◆ 任务
1 – 把短文中从“宋代军人是中国历朝历代军人中”到“7米到1.8米分为五个等级。”的部分重写一遍，将“等杖制度”改为“量身制度”。
2 – 根据短文，北宋禁军的“上四军”指哪四军？

宋代军人是中国历朝历代军人中最为特殊的群体。从军事上来说,他们与其他时代的军人一样拥有严格的选拔和考核标准,而且在军事科技的辅助下拥有强悍的战斗力。与此同时,他们还前所未有地深度参与了城市的综合管理,而且正是因为数十万的禁军及其家属才有了北宋东京城市商品经济的繁荣。但是,自宋代开国以来“重文轻武”的国策,让宋代军人长期被文人士大夫阶层所压制,在国家大事上失去了核心话语权,无奈中选择了在市井繁华中自甘堕落,醉生梦死,最终断送了大宋的江山。
“选兵”堪比“选美”:军人的颜值巅峰
如果说中国历史上来一场军队颜值的pk,那么毫无疑问会是宋代的士兵傲视群雄,因为宋代自立国之初就将军人的身材作为军人选拔的重要依据。根据《宋史·兵志》的记载,宋太祖赵匡胤曾亲自挑选出军中的一些士兵,称为“兵样”,然后把他们派到各地,以他们为标准招募士兵。后来,改成用木棒去测量士兵身高,称为“等杖制度”。根据士兵不同身高分等定级,然后分配到对应的部队中。北宋的禁军分为上、中、下三军,“捧日、天武、龙卫、神卫”四军为上军,统称“上四军”,等级最高,等杖标准也最高,俸钱也最多。等杖标准在各个时期都有变化,宋真宗祥符年间(1008年-1016年)“自五尺八寸至五尺五寸为五等”,也就是将身高1.7米到1.8米分为五个等级。

◆ 数据列表
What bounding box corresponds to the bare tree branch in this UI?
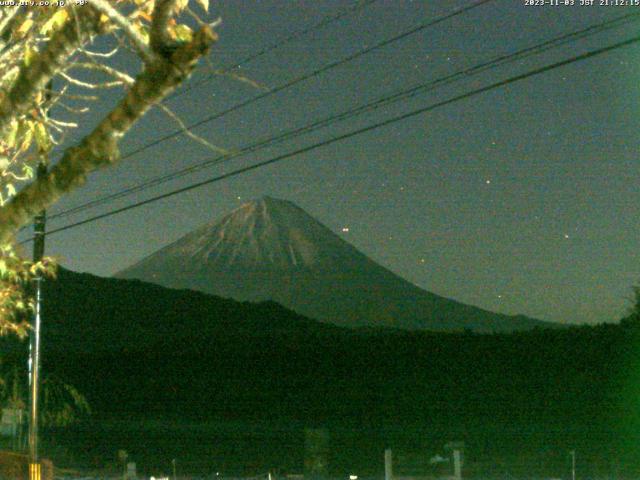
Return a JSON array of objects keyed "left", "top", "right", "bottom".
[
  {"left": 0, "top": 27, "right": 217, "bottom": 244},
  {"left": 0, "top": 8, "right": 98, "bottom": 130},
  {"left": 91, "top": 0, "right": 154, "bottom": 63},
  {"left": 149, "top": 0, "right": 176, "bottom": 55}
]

...

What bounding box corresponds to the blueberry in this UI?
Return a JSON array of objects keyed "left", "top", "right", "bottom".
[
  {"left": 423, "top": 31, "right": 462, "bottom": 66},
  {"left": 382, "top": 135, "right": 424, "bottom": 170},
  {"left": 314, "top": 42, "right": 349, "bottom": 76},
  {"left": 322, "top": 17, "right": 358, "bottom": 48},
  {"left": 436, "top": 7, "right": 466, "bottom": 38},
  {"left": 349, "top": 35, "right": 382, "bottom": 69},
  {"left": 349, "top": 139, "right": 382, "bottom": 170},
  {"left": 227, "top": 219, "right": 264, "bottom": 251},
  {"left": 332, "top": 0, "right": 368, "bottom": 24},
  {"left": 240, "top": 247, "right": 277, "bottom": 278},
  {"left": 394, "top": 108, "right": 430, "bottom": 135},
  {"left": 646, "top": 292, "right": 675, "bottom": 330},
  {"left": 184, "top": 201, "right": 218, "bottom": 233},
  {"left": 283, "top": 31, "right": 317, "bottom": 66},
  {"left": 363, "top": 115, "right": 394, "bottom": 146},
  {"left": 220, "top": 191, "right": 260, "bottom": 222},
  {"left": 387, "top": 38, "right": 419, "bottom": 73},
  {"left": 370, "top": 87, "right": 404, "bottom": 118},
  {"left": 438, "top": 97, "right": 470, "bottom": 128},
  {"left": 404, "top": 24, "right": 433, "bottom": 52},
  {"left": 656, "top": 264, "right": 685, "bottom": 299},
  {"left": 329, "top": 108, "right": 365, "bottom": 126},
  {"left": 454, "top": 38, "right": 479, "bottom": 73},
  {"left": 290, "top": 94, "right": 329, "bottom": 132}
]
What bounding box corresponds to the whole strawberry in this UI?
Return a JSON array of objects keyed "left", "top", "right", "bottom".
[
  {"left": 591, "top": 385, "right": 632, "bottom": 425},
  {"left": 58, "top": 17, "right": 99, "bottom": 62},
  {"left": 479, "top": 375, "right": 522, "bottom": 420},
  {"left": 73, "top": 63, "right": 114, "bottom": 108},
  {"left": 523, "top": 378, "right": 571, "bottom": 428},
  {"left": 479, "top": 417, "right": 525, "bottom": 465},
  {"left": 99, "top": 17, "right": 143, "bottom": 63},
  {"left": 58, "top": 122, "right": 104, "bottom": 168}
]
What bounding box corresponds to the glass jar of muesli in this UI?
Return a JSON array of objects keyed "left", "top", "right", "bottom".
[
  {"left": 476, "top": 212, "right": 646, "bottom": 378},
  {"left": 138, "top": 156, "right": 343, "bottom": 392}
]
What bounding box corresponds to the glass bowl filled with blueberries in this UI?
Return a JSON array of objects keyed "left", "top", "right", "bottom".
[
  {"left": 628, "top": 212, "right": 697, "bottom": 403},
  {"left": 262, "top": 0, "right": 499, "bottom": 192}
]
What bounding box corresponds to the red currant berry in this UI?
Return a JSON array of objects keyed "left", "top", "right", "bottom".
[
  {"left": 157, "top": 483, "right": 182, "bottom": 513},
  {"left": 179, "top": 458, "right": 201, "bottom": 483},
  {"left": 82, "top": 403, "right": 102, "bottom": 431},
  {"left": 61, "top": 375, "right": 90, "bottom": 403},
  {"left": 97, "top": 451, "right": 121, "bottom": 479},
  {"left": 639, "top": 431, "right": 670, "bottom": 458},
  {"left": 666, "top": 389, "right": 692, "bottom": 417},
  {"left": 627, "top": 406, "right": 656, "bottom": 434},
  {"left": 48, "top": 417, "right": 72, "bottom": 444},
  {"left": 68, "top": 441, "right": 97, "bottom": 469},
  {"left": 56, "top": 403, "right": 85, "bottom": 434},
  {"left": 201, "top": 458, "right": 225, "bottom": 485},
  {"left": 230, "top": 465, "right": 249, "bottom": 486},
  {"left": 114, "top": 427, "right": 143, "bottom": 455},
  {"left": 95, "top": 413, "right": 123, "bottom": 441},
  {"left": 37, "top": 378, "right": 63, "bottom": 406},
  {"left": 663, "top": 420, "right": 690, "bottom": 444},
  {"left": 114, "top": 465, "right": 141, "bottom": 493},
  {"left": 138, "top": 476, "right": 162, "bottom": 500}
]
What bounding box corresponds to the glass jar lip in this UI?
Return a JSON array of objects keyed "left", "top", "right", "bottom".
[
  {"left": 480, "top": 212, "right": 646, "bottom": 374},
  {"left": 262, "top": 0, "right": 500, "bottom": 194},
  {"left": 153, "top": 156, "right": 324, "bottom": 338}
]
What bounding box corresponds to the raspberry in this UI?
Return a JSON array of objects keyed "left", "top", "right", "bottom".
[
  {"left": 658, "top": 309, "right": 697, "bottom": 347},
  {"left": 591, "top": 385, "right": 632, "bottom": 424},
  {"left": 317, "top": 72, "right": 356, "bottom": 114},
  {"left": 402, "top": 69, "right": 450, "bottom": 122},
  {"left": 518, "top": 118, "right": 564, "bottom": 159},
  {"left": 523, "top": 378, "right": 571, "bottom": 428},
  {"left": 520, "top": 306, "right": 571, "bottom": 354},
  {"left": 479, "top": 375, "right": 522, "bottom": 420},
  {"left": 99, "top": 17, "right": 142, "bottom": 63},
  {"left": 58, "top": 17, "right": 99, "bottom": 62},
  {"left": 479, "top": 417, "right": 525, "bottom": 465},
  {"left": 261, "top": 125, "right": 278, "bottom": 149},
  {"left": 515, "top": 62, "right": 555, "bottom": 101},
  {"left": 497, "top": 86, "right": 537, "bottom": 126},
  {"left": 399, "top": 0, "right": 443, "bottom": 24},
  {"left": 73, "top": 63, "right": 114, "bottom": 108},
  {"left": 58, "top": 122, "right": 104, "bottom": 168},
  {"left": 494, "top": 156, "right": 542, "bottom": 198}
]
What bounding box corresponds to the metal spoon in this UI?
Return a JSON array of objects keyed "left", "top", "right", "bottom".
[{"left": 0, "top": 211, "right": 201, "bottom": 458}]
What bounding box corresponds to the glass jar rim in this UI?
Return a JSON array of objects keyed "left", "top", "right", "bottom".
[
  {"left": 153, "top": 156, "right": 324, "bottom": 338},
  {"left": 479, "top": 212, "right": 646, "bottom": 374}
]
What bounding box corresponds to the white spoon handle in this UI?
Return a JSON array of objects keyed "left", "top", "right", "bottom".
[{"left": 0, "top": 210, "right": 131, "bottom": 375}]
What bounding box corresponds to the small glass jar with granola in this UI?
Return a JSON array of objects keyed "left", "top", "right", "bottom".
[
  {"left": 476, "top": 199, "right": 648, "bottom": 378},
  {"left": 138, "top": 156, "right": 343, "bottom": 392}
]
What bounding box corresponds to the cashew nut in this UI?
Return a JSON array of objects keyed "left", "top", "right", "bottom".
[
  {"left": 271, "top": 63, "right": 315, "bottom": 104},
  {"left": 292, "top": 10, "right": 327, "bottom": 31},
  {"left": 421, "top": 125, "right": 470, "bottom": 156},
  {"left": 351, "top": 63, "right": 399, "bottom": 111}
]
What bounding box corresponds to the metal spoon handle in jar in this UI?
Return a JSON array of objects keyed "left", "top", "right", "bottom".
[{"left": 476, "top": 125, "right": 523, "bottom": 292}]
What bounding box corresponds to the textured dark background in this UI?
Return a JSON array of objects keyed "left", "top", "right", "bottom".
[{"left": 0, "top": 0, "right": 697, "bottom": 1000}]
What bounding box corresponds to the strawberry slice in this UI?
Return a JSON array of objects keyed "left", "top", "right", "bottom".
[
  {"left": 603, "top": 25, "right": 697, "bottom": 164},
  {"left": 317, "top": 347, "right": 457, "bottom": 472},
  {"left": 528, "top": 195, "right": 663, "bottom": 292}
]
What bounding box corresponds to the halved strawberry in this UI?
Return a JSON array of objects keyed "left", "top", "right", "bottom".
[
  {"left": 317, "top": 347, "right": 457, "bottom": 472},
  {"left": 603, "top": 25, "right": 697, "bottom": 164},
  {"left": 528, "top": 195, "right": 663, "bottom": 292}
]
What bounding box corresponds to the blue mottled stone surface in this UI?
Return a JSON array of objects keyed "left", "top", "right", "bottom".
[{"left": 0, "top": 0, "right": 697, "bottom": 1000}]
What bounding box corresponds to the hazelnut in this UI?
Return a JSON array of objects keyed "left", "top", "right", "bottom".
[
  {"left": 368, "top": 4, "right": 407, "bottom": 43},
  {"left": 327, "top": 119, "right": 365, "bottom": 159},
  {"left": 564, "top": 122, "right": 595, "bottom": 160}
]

◆ 预期结果
1 –
宋代军人是中国历朝历代军人中最为特殊的群体。从军事上来说,他们与其他时代的军人一样拥有严格的选拔和考核标准,而且在军事科技的辅助下拥有强悍的战斗力。与此同时,他们还前所未有地深度参与了城市的综合管理,而且正是因为数十万的禁军及其家属才有了北宋东京城市商品经济的繁荣。但是,自宋代开国以来“重文轻武”的国策,让宋代军人长期被文人士大夫阶层所压制,在国家大事上失去了核心话语权,无奈中选择了在市井繁华中自甘堕落,醉生梦死,最终断送了大宋的江山。
“选兵”堪比“选美”:军人的颜值巅峰
如果说中国历史上来一场军队颜值的pk,那么毫无疑问会是宋代的士兵傲视群雄,因为宋代自立国之初就将军人的身材作为军人选拔的重要依据。根据《宋史·兵志》的记载,宋太祖赵匡胤曾亲自挑选出军中的一些士兵,称为“兵样”,然后把他们派到各地,以他们为标准招募士兵。后来,改成用木棒去测量士兵身高,称为“量身制度”。根据士兵不同身高分等定级,然后分配到对应的部队中。北宋的禁军分为上、中、下三军,“捧日、天武、龙卫、神卫”四军为上军,统称“上四军”,等级最高,等杖标准也最高,俸钱也最多。等杖标准在各个时期都有变化,宋真宗祥符年间(1008年-1016年)“自五尺八寸至五尺五寸为五等”,也就是将身高1.7米到1.8米分为五个等级。

2 – 捧日、天武、龙卫、神卫四军。